### Task item
Reproduce the article below about the Sailor Style exhibition word for word, in full.

=== Extract to read ===

You’d think it was Mardi Gras time. Posters splayed across town of Pierre et Gilles’ bare-chested sailors and Greta Garbo in a sailor cap are gay enough, not to mention the sight of Frank Sinatra cuddling behind Gene Kelly in a still from Anchors Aweigh (1945).

But the posters are for an exhibition that has nothing to do with poofs and dykes, at least on the surface. Sailor Style: Art, Fashion, Film is simply an exploration of the influence of the sailor suit as a theme in fashion and art. Is it curator Rosie Nice’s fault that so much of her exhibition is queer as folk?

It’s what the subject presented, Nice says. And hopefully we gave every angle. As a heterosexual woman the sailor has always been a very romantic figure for me as well. Most of my gay friends love sailors -¦ it’s absolutely universal. There’s something about it.

Walking into the exhibition the first impression is aural. Three sailors belt out the classic New York, New York number from On The Town (1949) as a brass band booms Anchors Aweigh and the strains of the Village People’s In The Navy reverberates its relentless disco march.

There’s fashion by Alexander McQueen, Jean-Paul Gaultier and Coco Chanel, of course, but also stills of Brad Davis from Querelle and art works by Luke Roberts and Max Kreijn. There’s even the stunning Diesel jeans advertisement from 1995, with sailor boys celebrating naval victory with a same-sex pash.

Why the queer appeal? How about an occupation in a predominantly homosocial environment punctuated by brief landings in foreign climes? Nice agrees.

It’s very unnatural, Nice laughs. It’s the sailor with the boy and the girl in every port. They don’t have a home in that place where they’re going to, where they have all this time off and suddenly they can drink and stay out all night and do all that kind of thing.

=== Supplied entries ===

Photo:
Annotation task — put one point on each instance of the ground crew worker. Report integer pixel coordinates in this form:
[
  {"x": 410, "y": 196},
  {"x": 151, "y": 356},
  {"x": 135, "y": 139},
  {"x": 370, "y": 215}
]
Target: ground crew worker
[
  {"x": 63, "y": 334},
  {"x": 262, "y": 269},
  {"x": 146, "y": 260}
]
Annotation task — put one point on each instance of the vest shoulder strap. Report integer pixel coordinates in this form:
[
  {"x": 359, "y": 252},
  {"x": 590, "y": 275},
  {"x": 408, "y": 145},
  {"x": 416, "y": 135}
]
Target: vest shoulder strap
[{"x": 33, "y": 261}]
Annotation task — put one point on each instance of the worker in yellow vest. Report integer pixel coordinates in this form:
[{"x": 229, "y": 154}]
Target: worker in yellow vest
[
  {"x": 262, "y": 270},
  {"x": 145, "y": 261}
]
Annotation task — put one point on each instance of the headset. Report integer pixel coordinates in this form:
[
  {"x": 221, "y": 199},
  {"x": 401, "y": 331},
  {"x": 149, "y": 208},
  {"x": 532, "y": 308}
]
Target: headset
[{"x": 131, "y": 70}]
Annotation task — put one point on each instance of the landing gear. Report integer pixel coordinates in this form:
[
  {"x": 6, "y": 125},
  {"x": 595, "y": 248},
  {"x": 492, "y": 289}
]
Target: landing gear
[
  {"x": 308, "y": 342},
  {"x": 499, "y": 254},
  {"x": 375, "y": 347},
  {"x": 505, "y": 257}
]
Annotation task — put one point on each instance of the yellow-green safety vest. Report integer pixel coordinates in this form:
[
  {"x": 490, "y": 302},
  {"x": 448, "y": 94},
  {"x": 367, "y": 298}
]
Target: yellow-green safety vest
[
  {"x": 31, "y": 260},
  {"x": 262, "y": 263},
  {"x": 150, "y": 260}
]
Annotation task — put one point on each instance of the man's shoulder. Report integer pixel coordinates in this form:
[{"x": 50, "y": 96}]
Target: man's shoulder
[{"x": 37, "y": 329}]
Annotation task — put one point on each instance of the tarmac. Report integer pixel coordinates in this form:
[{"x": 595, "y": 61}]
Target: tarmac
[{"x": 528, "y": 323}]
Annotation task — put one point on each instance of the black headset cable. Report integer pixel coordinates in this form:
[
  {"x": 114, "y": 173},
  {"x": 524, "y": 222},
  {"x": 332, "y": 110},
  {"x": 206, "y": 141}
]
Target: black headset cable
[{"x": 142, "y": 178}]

===

### Exercise result
You’d think it was Mardi Gras time. Posters splayed across town of Pierre et Gilles’ bare-chested sailors and Greta Garbo in a sailor cap are gay enough, not to mention the sight of Frank Sinatra cuddling behind Gene Kelly in a still from Anchors Aweigh (1945).

But the posters are for an exhibition that has nothing to do with poofs and dykes, at least on the surface. Sailor Style: Art, Fashion, Film is simply an exploration of the influence of the sailor suit as a theme in fashion and art. Is it curator Rosie Nice’s fault that so much of her exhibition is queer as folk?

It’s what the subject presented, Nice says. And hopefully we gave every angle. As a heterosexual woman the sailor has always been a very romantic figure for me as well. Most of my gay friends love sailors -¦ it’s absolutely universal. There’s something about it.

Walking into the exhibition the first impression is aural. Three sailors belt out the classic New York, New York number from On The Town (1949) as a brass band booms Anchors Aweigh and the strains of the Village People’s In The Navy reverberates its relentless disco march.

There’s fashion by Alexander McQueen, Jean-Paul Gaultier and Coco Chanel, of course, but also stills of Brad Davis from Querelle and art works by Luke Roberts and Max Kreijn. There’s even the stunning Diesel jeans advertisement from 1995, with sailor boys celebrating naval victory with a same-sex pash.

Why the queer appeal? How about an occupation in a predominantly homosocial environment punctuated by brief landings in foreign climes? Nice agrees.

It’s very unnatural, Nice laughs. It’s the sailor with the boy and the girl in every port. They don’t have a home in that place where they’re going to, where they have all this time off and suddenly they can drink and stay out all night and do all that kind of thing.